[Collected data entries]
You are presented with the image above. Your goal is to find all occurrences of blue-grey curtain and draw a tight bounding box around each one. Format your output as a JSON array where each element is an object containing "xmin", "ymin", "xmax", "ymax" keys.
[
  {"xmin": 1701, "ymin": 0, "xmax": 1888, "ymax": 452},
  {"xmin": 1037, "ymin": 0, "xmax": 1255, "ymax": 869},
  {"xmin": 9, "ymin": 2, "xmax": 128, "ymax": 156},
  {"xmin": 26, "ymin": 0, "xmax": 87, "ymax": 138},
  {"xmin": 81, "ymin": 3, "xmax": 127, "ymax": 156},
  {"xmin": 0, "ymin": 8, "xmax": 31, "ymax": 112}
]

:: About this task ::
Make a verbatim copy of every entry shown above.

:: Result for this exercise ::
You are presented with the image above. Your goal is to find all occurrences of blue-grey curtain and draw a tight bounding box around each one. Format your output as a JSON array where each element is an object containing "xmin", "ymin", "xmax", "ymax" keys.
[
  {"xmin": 1701, "ymin": 0, "xmax": 1888, "ymax": 452},
  {"xmin": 1037, "ymin": 0, "xmax": 1255, "ymax": 869},
  {"xmin": 9, "ymin": 2, "xmax": 128, "ymax": 156},
  {"xmin": 26, "ymin": 0, "xmax": 87, "ymax": 138},
  {"xmin": 81, "ymin": 3, "xmax": 127, "ymax": 156},
  {"xmin": 0, "ymin": 8, "xmax": 31, "ymax": 112}
]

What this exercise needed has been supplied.